Requirements: Reproduce word for word the lines of the material below, beginning with the line that contains "Where can you find the backpack" and continuing through the end of the material.

Input rows:
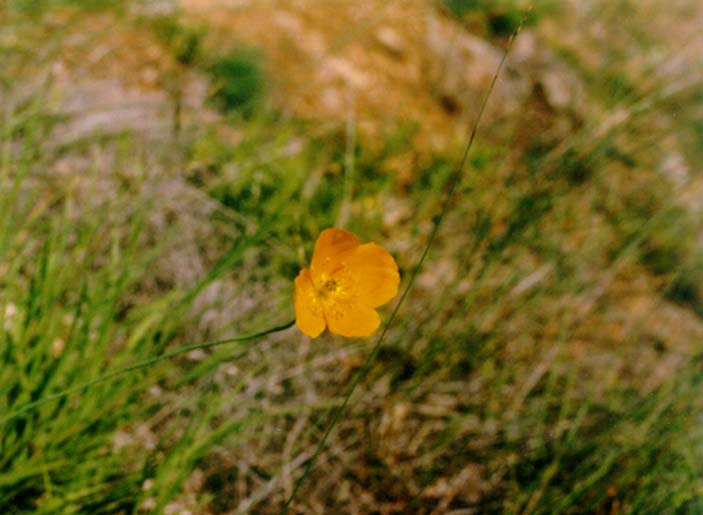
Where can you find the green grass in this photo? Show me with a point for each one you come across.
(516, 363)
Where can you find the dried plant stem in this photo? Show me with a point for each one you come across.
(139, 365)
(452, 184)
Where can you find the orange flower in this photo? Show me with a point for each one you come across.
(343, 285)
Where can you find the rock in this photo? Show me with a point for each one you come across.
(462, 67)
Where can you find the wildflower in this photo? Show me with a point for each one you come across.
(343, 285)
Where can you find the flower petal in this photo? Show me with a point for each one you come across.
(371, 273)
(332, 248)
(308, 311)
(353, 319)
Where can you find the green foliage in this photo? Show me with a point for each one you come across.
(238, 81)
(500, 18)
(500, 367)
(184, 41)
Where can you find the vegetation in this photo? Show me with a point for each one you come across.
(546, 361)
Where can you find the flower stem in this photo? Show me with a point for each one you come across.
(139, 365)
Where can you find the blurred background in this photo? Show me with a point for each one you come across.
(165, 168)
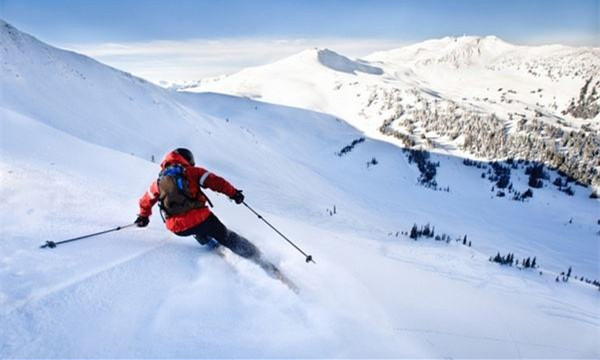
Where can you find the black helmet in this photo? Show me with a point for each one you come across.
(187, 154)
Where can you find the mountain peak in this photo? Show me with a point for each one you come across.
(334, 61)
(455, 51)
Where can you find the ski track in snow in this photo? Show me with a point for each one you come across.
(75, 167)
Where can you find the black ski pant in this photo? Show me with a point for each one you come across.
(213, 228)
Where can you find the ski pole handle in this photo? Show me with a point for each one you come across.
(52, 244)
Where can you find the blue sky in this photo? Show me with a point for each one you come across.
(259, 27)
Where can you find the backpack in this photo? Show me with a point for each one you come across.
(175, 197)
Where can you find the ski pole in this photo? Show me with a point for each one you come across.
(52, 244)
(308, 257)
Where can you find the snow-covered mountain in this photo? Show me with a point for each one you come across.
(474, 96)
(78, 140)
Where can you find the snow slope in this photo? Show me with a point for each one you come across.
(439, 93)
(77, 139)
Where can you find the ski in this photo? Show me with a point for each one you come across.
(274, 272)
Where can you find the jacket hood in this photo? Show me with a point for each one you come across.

Task result:
Where can you find the backpack in this photo? Show me with a point for each one you come across.
(175, 197)
Where can you find the ski pole in this photo? Show me with a point for each one you come across.
(52, 244)
(308, 257)
Where can you find the snow-covered mountain in this photo? Show me with a point for each one you come across.
(474, 96)
(78, 140)
Where can you find the snow slope in this photo? Show me with a point for each one you come across.
(439, 93)
(77, 139)
Where can you find the ski in this photo? Show me with a point for each one you come across.
(274, 272)
Where can you find the jacket hood in this photo? Show me with a point for each one you come across.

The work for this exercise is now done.